═════ Vorliegender Text
Löwenjagd in Berlin – gestern und heute

Viel Lärm um nichts

Es hat schon mit viel Realsatire zu tun, was sich seit Donnerstag dieser Woche in dem Ort Kleinmachnow in der Nähe von Berlin abspielte und durch die mediale Aufmerksamkeit die Republik in Jagdfieber versetzte und Teile der Weltöffentlichkeit bewegte, zumindest beim vorläufigen Abschluss deren Lachmuskeln. Was war geschehen? Ein junger Mann, der sich zu nächtlicher Stunde, warum auch immer, im Wald aufhielt, hatte seiner Meinung nach ein Raubtier gesichtet, das ein Wildschwein vertilgte.
Seine Beobachtung hatte er in einem kurzen sehr unscharfen Video festgehalten, das er an die Polizei weiterleitete und das sich später wie ein Tsunami in den sozialen Netzwerken verbreitete. Besagter junger Mann und auch die Polizei waren sich sicher, dass es sich bei dem Raubtier um eine streunende Löwin handelte. Anwohner und auch Polizisten hatten spätere Sichtungen gemeldet, einige sogar Löwengebrüll gehört. Hunderte schwerbewaffnete Polizisten, Jäger und ein Veterinärmediziner machten sich auf Spurensuche, um das Tier einzufangen oder zu erlegen. Die Bevölkerung wurde aufgefordert, das Haus möglichst nicht zu verlassen.
══════════
• **Schriftliche Aufgabe 1**
Zitieren Sie aus dem Text über die Löwenjagd wortgetreu den Abschnitt von „Seine Beobachtung hatte“ bis „nicht zu verlassen.“.
Der Text und die Datensätze haben inhaltlich nichts miteinander zu tun.
═════ Aufgeführte Datensätze
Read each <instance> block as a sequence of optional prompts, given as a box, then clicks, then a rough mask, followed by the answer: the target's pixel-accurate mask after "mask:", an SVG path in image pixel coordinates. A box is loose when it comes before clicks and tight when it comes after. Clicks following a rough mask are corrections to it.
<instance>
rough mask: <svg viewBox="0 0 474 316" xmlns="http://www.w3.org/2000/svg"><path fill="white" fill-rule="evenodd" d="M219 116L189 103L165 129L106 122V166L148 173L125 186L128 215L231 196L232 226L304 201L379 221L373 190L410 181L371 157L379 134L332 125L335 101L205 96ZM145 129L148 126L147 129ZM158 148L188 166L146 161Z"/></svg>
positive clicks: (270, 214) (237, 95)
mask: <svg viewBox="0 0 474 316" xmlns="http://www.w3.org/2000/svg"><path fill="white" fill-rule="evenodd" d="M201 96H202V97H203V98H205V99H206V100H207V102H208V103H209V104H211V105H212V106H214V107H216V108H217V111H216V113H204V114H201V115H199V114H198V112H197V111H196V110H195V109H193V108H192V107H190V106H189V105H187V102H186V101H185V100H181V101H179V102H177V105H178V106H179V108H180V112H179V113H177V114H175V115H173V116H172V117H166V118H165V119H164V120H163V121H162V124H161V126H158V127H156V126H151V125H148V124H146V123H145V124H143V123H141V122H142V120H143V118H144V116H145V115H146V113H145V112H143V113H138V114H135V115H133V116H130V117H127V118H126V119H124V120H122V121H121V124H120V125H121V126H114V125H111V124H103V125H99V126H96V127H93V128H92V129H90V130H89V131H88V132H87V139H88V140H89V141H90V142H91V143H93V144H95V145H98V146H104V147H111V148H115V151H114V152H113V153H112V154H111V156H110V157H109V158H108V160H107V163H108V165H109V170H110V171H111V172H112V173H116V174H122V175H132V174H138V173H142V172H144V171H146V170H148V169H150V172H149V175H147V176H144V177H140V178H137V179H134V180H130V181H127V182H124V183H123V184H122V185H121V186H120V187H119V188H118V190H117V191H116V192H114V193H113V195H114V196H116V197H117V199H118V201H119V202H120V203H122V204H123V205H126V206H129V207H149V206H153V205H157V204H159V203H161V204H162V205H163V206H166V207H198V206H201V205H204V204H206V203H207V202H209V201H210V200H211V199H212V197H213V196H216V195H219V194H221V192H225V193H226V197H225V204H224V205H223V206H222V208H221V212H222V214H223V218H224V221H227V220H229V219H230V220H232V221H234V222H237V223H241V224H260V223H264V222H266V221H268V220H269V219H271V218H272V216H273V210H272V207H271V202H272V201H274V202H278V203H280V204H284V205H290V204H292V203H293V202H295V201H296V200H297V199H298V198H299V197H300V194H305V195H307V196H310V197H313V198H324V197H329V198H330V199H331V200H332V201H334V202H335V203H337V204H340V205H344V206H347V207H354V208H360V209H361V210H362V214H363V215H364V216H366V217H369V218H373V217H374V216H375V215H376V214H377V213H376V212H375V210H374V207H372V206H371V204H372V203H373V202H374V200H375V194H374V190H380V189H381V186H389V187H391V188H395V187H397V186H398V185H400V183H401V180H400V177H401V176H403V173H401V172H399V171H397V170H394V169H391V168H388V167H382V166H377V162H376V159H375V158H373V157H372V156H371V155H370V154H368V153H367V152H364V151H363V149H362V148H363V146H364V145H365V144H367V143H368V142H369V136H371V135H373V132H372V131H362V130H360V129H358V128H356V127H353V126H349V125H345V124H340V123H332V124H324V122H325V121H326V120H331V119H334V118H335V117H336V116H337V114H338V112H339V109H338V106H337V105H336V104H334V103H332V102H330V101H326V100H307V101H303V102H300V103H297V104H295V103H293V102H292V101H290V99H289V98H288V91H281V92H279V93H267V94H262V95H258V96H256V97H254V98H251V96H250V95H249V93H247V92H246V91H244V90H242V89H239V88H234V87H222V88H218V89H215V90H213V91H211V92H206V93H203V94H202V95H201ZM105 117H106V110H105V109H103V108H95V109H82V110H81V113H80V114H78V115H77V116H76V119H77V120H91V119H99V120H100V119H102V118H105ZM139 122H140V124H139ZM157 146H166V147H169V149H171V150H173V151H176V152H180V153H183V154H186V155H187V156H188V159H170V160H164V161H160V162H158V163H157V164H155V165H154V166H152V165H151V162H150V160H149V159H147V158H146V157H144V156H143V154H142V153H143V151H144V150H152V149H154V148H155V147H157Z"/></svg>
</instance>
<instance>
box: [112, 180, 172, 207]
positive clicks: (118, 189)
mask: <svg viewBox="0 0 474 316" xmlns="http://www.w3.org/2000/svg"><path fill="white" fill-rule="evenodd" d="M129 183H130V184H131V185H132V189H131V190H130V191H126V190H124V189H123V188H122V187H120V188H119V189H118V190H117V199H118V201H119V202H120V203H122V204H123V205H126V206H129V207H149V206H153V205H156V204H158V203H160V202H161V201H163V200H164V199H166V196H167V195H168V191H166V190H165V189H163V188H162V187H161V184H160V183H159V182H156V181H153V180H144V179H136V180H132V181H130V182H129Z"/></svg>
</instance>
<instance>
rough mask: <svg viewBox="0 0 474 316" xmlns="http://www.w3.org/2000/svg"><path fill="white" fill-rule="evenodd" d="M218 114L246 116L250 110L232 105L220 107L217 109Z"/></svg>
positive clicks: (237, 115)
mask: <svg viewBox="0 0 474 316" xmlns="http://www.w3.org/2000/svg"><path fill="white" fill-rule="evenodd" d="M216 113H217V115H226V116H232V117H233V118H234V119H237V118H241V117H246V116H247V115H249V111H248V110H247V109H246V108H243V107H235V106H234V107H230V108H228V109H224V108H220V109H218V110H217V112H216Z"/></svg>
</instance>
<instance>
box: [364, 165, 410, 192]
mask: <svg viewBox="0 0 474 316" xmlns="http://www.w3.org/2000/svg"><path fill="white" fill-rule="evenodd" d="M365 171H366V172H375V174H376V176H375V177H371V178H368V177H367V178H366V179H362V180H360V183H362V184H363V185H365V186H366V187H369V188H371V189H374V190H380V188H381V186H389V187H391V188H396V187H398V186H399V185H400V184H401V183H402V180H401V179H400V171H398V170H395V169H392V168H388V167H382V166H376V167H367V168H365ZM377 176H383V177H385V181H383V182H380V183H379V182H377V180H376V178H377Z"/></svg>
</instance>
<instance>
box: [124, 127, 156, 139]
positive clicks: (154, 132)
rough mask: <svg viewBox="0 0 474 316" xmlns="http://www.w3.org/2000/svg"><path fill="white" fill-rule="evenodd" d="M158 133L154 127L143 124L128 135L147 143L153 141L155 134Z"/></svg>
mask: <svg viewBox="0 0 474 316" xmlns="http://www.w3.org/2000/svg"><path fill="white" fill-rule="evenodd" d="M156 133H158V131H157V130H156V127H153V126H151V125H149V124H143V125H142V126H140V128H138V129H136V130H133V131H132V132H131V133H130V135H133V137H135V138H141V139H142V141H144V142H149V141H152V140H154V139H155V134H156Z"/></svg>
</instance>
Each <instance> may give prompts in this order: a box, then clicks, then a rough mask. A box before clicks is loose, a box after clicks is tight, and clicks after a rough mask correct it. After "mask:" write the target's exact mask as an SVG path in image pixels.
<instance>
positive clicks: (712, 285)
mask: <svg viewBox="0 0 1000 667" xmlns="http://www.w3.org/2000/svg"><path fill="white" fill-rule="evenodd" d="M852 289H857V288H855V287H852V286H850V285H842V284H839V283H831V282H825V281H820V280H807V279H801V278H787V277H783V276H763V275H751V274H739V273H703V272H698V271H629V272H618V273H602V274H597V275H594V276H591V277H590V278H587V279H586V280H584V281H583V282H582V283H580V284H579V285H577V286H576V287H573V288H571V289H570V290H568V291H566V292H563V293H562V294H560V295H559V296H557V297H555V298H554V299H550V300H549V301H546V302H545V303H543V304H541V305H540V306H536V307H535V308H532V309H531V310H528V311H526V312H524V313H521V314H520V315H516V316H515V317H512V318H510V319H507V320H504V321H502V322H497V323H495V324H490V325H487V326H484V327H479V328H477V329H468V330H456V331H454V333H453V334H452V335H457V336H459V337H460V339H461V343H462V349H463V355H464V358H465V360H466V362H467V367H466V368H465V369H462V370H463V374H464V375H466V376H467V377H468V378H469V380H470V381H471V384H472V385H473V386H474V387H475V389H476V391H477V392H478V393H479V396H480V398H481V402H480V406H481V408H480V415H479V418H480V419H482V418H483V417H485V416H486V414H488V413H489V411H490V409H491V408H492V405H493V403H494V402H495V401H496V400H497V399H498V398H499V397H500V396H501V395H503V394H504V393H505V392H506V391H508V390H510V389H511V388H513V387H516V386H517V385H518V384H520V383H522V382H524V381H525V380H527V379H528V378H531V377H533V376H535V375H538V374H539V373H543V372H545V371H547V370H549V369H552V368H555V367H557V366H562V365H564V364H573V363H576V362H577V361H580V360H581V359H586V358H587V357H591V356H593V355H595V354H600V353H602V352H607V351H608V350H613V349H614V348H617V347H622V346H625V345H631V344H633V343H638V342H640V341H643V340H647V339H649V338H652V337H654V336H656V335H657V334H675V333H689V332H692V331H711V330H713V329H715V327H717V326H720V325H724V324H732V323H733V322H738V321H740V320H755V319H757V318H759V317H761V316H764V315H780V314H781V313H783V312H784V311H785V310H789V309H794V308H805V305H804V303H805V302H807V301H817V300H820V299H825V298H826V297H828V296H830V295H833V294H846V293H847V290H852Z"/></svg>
══════════
• **Schriftliche Aufgabe 2**
Suchen Sie aus den Datensätzen jede Zeile heraus, in der die Zeichenfolge „clicks“ vorkommt, und geben Sie diese Zeilen unverändert wieder. Achten Sie dabei auf Groß- und Kleinschreibung.

• **Ihre Lösung 1**
Seine Beobachtung hatte er in einem kurzen sehr unscharfen Video festgehalten, das er an die Polizei weiterleitete und das sich später wie ein Tsunami in den sozialen Netzwerken verbreitete. Besagter junger Mann und auch die Polizei waren sich sicher, dass es sich bei dem Raubtier um eine streunende Löwin handelte. Anwohner und auch Polizisten hatten spätere Sichtungen gemeldet, einige sogar Löwengebrüll gehört. Hunderte schwerbewaffnete Polizisten, Jäger und ein Veterinärmediziner machten sich auf Spurensuche, um das Tier einzufangen oder zu erlegen. Die Bevölkerung wurde aufgefordert, das Haus möglichst nicht zu verlassen.

• **Ihre Lösung 2**
Read each <instance> block as a sequence of optional prompts, given as a box, then clicks, then a rough mask, followed by the answer: the target's pixel-accurate mask after "mask:", an SVG path in image pixel coordinates. A box is loose when it comes before clicks and tight when it comes after. Clicks following a rough mask are corrections to it.
positive clicks: (270, 214) (237, 95)
positive clicks: (118, 189)
positive clicks: (237, 115)
positive clicks: (154, 132)
Each <instance> may give prompts in this order: a box, then clicks, then a rough mask. A box before clicks is loose, a box after clicks is tight, and clicks after a rough mask correct it. After "mask:" write the target's exact mask as an SVG path in image pixels.
positive clicks: (712, 285)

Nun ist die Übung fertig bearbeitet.